_Goal of the exercise_
Reproduce the lines of the material below verbatim, beginning with the line containing "Please trace the outline of every instance of the yellow" and continuing through the line containing "M 304 171 L".

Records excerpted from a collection
= = = = = = =

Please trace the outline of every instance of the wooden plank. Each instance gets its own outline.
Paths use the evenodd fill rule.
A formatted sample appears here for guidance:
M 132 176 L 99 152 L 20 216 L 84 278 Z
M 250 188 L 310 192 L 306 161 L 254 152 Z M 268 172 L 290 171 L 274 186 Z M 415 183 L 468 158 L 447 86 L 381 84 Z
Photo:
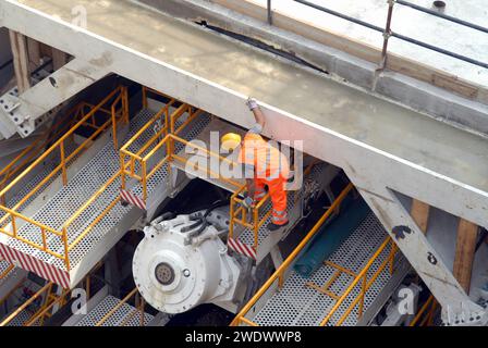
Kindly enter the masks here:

= = = = = = =

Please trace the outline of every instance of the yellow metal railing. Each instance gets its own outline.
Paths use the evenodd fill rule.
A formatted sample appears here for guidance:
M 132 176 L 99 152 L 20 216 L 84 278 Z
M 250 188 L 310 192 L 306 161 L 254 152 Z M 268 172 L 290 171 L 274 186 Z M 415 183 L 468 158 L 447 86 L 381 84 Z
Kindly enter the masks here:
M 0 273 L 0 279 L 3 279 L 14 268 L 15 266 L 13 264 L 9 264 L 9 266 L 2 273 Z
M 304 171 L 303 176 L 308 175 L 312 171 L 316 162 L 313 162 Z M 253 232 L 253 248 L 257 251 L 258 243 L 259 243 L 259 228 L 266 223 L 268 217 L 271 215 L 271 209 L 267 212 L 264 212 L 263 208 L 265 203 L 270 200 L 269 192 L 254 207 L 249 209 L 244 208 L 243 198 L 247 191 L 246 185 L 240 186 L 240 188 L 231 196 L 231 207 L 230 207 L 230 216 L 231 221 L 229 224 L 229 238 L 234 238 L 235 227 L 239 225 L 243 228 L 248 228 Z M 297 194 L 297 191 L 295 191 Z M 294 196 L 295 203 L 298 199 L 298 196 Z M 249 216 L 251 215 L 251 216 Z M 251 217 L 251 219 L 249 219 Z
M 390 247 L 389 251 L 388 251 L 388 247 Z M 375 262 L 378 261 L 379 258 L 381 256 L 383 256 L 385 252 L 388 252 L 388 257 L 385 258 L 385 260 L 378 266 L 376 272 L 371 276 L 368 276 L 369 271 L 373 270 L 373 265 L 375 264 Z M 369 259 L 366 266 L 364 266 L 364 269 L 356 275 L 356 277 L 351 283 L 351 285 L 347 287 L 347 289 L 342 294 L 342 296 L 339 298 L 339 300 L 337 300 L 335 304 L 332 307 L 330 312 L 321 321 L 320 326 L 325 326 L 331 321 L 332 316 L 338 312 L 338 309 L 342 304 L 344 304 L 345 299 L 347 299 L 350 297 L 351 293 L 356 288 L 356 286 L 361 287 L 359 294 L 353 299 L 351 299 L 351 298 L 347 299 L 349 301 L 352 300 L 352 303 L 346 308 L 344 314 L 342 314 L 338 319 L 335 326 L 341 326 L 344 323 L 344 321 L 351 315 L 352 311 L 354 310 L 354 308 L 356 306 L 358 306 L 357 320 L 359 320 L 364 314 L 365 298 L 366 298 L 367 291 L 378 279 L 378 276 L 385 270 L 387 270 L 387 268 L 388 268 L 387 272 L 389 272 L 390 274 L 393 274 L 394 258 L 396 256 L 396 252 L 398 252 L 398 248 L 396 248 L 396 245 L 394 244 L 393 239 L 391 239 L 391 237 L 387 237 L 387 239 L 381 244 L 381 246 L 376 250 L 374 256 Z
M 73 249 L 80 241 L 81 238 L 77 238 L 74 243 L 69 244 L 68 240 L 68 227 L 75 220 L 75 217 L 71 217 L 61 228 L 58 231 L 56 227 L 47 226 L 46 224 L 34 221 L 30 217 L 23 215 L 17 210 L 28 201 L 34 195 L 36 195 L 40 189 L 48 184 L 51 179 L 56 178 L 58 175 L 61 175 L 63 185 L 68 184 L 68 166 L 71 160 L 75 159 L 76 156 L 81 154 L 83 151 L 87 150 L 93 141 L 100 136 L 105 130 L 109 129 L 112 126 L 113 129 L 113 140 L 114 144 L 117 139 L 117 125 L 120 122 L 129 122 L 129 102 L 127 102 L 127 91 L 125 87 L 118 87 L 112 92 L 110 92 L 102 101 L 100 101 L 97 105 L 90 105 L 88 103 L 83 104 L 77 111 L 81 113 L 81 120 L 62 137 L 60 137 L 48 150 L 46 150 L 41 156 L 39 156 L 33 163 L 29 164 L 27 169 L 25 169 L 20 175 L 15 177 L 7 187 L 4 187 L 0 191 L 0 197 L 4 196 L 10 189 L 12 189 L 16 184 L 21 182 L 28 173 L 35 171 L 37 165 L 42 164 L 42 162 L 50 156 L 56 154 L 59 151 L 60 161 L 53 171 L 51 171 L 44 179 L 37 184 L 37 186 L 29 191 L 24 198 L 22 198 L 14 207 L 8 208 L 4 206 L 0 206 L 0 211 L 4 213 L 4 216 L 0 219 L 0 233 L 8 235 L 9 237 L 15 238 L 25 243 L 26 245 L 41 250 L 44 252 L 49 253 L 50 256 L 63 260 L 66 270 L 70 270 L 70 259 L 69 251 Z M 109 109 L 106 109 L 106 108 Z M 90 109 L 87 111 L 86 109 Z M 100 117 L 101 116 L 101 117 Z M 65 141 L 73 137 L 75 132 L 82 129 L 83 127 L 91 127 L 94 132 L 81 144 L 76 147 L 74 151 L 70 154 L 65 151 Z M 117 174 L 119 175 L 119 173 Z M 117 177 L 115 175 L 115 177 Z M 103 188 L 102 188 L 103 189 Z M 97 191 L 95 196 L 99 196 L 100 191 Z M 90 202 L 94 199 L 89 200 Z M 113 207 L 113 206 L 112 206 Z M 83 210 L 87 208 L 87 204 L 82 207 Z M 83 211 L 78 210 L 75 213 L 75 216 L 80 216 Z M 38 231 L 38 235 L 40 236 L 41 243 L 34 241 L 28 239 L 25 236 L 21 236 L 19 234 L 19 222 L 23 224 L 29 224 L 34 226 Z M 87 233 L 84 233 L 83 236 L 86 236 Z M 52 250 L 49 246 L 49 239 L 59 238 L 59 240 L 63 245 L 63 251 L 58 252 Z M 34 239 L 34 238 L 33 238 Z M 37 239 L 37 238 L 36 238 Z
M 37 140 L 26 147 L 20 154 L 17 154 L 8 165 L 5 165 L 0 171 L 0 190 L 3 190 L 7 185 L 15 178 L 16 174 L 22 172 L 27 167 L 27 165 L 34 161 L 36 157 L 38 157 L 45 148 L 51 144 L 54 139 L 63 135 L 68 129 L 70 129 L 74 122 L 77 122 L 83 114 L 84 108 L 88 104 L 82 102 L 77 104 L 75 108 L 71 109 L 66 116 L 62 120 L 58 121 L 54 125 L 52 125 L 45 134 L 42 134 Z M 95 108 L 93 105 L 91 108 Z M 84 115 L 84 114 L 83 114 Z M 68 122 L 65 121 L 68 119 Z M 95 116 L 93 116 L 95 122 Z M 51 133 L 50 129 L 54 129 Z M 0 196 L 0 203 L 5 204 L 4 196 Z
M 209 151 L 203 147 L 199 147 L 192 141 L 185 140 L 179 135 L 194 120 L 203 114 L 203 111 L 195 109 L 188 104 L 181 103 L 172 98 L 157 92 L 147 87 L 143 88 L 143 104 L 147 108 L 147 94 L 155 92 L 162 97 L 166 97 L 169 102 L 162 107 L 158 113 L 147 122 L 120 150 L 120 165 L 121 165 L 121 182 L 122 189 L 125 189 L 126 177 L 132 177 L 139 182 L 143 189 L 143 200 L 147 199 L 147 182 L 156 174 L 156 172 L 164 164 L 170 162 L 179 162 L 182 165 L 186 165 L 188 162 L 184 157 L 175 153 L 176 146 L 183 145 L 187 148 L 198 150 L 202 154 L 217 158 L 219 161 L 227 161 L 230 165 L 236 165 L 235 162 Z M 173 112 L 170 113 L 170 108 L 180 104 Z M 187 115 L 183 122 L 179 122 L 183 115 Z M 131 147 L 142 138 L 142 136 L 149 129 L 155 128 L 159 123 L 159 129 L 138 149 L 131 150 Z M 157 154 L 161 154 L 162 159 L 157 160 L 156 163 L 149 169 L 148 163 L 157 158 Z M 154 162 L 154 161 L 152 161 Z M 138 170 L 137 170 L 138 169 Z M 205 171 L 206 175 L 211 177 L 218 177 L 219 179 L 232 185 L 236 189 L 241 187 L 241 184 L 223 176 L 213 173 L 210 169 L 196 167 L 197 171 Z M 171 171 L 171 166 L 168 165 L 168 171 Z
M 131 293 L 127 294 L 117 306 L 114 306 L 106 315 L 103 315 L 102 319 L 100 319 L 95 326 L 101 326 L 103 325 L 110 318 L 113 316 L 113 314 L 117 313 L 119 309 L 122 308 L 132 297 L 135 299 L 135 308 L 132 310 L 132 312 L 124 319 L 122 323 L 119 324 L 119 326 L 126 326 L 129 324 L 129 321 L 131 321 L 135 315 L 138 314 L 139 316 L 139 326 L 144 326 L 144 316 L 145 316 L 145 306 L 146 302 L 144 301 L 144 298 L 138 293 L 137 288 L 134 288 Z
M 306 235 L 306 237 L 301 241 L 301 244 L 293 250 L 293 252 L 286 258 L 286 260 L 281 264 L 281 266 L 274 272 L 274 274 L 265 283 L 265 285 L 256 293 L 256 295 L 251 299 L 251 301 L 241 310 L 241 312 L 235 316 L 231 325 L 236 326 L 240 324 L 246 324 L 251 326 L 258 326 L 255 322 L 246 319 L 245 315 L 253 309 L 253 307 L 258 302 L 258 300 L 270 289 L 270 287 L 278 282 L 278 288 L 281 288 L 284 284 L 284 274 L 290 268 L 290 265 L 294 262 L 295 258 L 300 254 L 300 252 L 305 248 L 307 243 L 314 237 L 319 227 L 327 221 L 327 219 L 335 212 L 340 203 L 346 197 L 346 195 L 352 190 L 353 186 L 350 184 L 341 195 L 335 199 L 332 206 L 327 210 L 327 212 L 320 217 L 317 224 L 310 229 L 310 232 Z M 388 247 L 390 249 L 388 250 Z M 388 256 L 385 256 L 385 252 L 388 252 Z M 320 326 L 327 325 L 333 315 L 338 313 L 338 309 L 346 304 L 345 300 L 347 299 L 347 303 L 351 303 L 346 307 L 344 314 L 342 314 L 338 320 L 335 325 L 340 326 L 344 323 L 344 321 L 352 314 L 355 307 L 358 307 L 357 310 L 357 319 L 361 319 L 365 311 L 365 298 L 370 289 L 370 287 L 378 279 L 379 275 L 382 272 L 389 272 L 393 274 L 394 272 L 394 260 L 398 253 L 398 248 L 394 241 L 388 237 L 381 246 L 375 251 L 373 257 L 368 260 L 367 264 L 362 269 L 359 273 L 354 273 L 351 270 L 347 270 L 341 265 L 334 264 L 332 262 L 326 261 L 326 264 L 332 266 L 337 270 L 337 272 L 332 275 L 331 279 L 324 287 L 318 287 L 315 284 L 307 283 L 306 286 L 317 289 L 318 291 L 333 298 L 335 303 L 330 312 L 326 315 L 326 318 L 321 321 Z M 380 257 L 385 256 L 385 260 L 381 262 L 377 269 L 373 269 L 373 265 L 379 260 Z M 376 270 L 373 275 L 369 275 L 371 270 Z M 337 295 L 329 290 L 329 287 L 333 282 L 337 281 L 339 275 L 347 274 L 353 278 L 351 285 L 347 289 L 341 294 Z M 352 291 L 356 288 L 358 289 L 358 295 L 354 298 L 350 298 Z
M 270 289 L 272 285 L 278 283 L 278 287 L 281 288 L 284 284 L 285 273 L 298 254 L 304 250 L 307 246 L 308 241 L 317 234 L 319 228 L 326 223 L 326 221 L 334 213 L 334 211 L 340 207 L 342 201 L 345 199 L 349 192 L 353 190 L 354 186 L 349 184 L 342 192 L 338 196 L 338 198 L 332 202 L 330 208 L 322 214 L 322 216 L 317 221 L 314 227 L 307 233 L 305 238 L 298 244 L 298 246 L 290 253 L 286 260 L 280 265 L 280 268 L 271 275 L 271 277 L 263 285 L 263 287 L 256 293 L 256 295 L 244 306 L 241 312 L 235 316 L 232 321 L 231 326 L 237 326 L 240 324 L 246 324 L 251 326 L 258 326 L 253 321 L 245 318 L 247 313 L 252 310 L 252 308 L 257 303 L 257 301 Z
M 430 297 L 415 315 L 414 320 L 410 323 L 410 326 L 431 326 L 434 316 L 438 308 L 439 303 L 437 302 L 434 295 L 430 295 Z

= = = = = = =

_Result below_
Please trace the outline of every instance of the yellow metal railing. Each instance gets its own outline.
Paths use the evenodd fill rule.
A formatted sample appears here for guidance:
M 132 176 L 99 152 L 20 216 L 84 278 Z
M 250 188 L 310 192 L 306 161 L 254 152 Z M 268 172 L 290 171 L 274 186 Z M 415 183 L 468 158 L 447 86 L 381 84 Z
Kindly enter the masks here:
M 0 273 L 0 279 L 3 279 L 14 268 L 15 266 L 13 264 L 9 264 L 9 266 L 2 273 Z
M 304 171 L 303 176 L 308 175 L 312 171 L 316 162 L 313 162 Z M 253 232 L 253 248 L 257 251 L 258 243 L 259 243 L 259 228 L 266 223 L 268 217 L 271 215 L 271 209 L 267 212 L 264 212 L 263 208 L 265 203 L 270 200 L 269 192 L 254 207 L 249 209 L 244 208 L 243 198 L 247 191 L 246 185 L 240 186 L 240 188 L 231 196 L 231 207 L 230 207 L 230 216 L 231 221 L 229 224 L 229 238 L 234 238 L 235 227 L 239 225 L 243 228 L 248 228 Z M 297 194 L 297 191 L 295 191 Z M 294 196 L 295 203 L 298 199 L 298 196 Z M 249 216 L 251 215 L 251 216 Z M 251 217 L 251 219 L 249 219 Z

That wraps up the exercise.